> EXERCISE DATA:
****************
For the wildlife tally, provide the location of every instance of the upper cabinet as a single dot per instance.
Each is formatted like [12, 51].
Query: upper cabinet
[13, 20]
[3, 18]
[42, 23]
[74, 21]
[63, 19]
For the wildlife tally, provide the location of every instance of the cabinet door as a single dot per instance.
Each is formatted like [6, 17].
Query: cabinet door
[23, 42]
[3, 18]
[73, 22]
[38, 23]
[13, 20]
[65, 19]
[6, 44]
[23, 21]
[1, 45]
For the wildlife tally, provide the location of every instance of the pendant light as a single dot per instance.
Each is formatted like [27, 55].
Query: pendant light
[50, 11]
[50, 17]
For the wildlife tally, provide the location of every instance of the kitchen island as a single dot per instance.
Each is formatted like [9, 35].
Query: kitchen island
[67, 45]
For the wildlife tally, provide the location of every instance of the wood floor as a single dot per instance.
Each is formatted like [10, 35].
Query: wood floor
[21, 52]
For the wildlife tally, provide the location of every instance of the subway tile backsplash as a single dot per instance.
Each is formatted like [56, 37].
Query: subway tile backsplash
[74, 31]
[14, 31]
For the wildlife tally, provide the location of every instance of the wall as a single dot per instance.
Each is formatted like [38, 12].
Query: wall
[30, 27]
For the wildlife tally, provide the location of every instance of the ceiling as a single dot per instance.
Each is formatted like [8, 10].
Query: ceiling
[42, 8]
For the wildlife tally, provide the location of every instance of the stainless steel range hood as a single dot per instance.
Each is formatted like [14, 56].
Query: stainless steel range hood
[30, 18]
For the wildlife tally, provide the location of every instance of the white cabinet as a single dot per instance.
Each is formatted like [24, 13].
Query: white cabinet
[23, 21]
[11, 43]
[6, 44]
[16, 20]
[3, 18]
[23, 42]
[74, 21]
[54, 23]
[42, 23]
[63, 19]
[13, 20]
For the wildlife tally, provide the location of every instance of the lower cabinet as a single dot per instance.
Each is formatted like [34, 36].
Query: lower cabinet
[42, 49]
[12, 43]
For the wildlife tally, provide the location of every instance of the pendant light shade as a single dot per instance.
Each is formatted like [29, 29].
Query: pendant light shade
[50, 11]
****************
> WHAT THE EXERCISE ASKS:
Word for word, the whole listing should be given again.

> ANSWER SECTION:
For the wildlife tally, provide the location of every instance of the upper cabinet as a single dot per instance.
Each is formatted like [12, 51].
Query: upper cabinet
[13, 20]
[3, 18]
[42, 23]
[74, 21]
[63, 19]
For the wildlife tally, provide the location of every instance of the cabinet door as a single dot per instance.
Each is formatted like [6, 17].
Query: cabinet door
[23, 42]
[3, 18]
[73, 22]
[38, 23]
[13, 20]
[65, 19]
[6, 44]
[23, 21]
[1, 45]
For the wildlife tally, provide the location of every instance of the pendant light as a single dot per instance.
Each is formatted like [27, 55].
Query: pendant light
[50, 11]
[50, 17]
For the wildlife tally, provide the location of every instance of the kitchen island as a single dot per instance.
Each is formatted like [9, 35].
Query: kitchen island
[67, 45]
For the wildlife tally, provide the location of every instance of the wood floor as a single dot per instance.
Each is formatted like [10, 35].
Query: wood floor
[21, 52]
For the wildlife tally, provide the location of every instance of the subway tile backsplash as a single dot per instance.
Each is formatted like [56, 37].
Query: subway tile backsplash
[74, 31]
[14, 31]
For the wildlife tally, provide the location of every instance of the wall as a single dot per instance.
Each is formatted like [38, 12].
Query: wall
[30, 27]
For the wildlife tally, provide the location of every instance of the ceiling as a single dot per instance.
Each is formatted like [8, 10].
Query: ceiling
[42, 8]
For the wildlife tally, provide the location of every instance of the stainless steel range hood as a single dot per instance.
Each is formatted like [14, 56].
Query: stainless steel range hood
[30, 18]
For the wildlife tally, provide the location of every instance of the white cabinet as a single dot per instance.
Each is formatted like [24, 13].
Query: white cabinet
[23, 21]
[11, 43]
[6, 44]
[16, 20]
[3, 18]
[23, 42]
[74, 21]
[54, 23]
[42, 23]
[63, 19]
[13, 20]
For the wildlife tally, provide the location of every instance of the lower cabinet as a single dot per instance.
Each is formatted like [34, 36].
Query: lower cabinet
[42, 49]
[12, 43]
For the wildlife tally, provide the location of every instance of the pendant light shade as a single dot per instance.
Each is formatted like [29, 29].
Query: pendant light shade
[50, 11]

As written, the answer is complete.